*** Source extract ***

There are several set ups for the bow turning block. Due to concern for failures in this remote area of the boat, builders began to changes in 2001 and again in 2002.

  1. There is the original tension line secure system with a retrieval line for the block published in the EC12 manuals. This system has worked well but requires a diligent schedule of inspection for frayed lines at the eyelet. A failure is certain if this is not done. This continues to be the suggested system for attaching the block to the bulkhead until the following items indicate some longevity. This will be the system shown in the Sheet Line section.

  2. The block can be hard mounted to the eyebolt as a permanent installation on the bulkhead. Care is taken that the block shackle is secure with Loctite. Failure of the winch line or the block will necessitate entry through the deck for repair.

  3. The epoxy puddle mount is essentially the same where the eyebolt is glued directly to the hull with no bulkhead in place. All other aspects are the same as item 2 above.

  4. Two other systems were developed to allow an easier time of removing the block by entry through the deck with a small hole. One is with an opening in the eyelet with a retaining cone washer and the other is pinning the block to the bulkhead. A pair of long thin needle nose pliers can be used to release the block and re-install it after repair.

Item 1:   Item 2:   Item 3: Shown below 

Item 4:  


Install The Bulkhead

Item 1: The line secured block system with a retrieval line requires a good quality eye bolt of brass or stainless steel is needed. It must be uncoated. The consensus is that the interior of the eye, where the line will pass, needs to be smoothed and highly polished to prevent line frays. Builders are now moving to larger eye screws and bolts to provide more surface, greater radius, for the line passing through.


The template on the Blueprint is approximant. Depending on the location, some trimming will be needed to match the fit and get the horns level with the flange. The inset for the king plank will need adjusting. Spend some time here as a good fit will add to a secure bonding of this bulkhead.


The bulkhead is pilot drilled 1-1/2" down from the flange for the eye bolt. The threads of the bolt are cut to 1/2" and cleaned for the nut. Secure the bolt with two washers and the nut. Align the eye so the loop closure is at the top. Place a bit of clear silicon at the end of the threads to prevent loosening.  Allow this to set up and then install the bulkhead and glue it to the hull with thickened epoxy resin.  Make sure no glue is anywhere around the eyelet. Allow this to cure.

*** Record excerpts ***

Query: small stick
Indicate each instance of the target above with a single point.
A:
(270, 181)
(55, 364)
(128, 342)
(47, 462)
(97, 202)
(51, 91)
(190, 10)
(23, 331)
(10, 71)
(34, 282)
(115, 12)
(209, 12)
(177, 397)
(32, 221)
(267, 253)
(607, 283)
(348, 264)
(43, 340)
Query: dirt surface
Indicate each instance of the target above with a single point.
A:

***
*** Record excerpts ***

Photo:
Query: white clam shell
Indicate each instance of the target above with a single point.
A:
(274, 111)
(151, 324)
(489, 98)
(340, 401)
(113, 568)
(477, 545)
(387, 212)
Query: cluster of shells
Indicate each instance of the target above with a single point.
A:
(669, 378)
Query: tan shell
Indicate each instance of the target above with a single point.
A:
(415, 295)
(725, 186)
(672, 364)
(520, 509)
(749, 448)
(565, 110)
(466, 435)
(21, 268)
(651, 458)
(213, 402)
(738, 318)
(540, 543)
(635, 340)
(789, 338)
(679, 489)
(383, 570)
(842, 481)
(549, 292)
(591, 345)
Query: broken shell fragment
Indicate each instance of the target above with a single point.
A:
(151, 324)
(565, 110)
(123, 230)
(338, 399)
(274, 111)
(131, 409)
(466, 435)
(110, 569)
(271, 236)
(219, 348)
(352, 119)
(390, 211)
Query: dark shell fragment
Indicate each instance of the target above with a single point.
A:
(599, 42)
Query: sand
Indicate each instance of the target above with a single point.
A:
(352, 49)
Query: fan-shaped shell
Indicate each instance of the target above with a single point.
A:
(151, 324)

***

#### Given task
Continue the bow turning block instructions from their last sentence.

#### Task result
The photos here were during a process when the king plank extended to the bow. That is no longer done as the king plank ends at station 6 leaving the bow area open.



The photos here are those of a line secured block system as originally designed and published in the EC12 Manuals. This design provides a separate line for retrieval of the block. This line is not needed and only adds congestion at the eye bolt.


Install The Ribs

Temporarily install stations 20.75, 27.5, 38.5 and 45 stringers with tape. Run pieces of tape across the beam of the hull to make sure the hull is compressed against the stringers. Now check the beam measurements against the class rules specifications at station 20, 30, 40 and 45. We make an effort to be within 1/16" of the specified beam. You are allowed " leeway either side, however, ballasting to meet the waterline restrictions in the rules will change if the hull is broad or narrow with respects to the listed beam measurements. We choose to be in the middle and our tank test numbers reflect that. The stringers measurements here are to put you in the middle of that range.

Adjust the stringers if needed. When satisfied, remove the stringers and tape. Did you clean your hull in a previous section?


There are many ways to glue in the ribs. The above photos show three of ours. One is to loop tape under the rib and then over the hull flange. The other is to do one side at a time by blocking the keel level on its side with books. The third is to use bar clamps and tack the ribs with glue till cured. Some have told me they CA glue the ribs in position and then add the epoxy. Any of these methods allow all the ribs to be set in place, on station, to begin gluing.


Check the alignment one more time. Mix a batch of epoxy resin into a thick tooth paste with a filler. Fill a syringe and go to work. A gloved finger works good under the gunwale flange. Allow to cure.


Connecting The Ribs

The centerline king planks are 3/16" by 3/4" basswood. Cut to fit the forward plank, bow through station 24. You can bevel it to fit under the flange at the bow if you use this piece. Cut to fit the aft plank and do bevel this under the transom flange. This is a high stress area. Check the fit and sand or shim as needed. Mix a small batch of pasty epoxy and glue them in.

2002 Design

The two photos below were during building that led to the changes in the Blueprint for the foredeck. Hot Pink was a leap of faith but has been doing just fine. The bow turning block is glued to the hull. It is suggested you go with Jamaica on the left for now and use station 8.5.


The king plank is installed from station 24 to 6. A smaller piece in fashioned into the bow over station 3.5. This will provide a more solid bow structure.


Connections continued...

The hatch liner is 3/16" by 1" basswood. Cut these to fit. The opening is 4 inches on center forward and 5 inches aft. Glue these in.


Make partial ribs of 3/16" by 1" balsa to fit between the hatch liner and the hull flange at station 29. These are to be cut from the spare balsa 27.5 stringer. This is shown on the Blueprint and is to provide a backing anchor to the long Zellanack shroud rack. Glue these in position as you did with the stringers. They will be the aft supports for the shroud rack mounting planks.


Shroud Rack Supports

Install and glue in the shroud rack mounting planks. These are 3/16" by 1" basswood. When installing the piece that ends at station 29, remember the racks are bolted in parallel to the centerline of the boat. The idea is that you want the bolt line for the racks close to center of the supporting planks.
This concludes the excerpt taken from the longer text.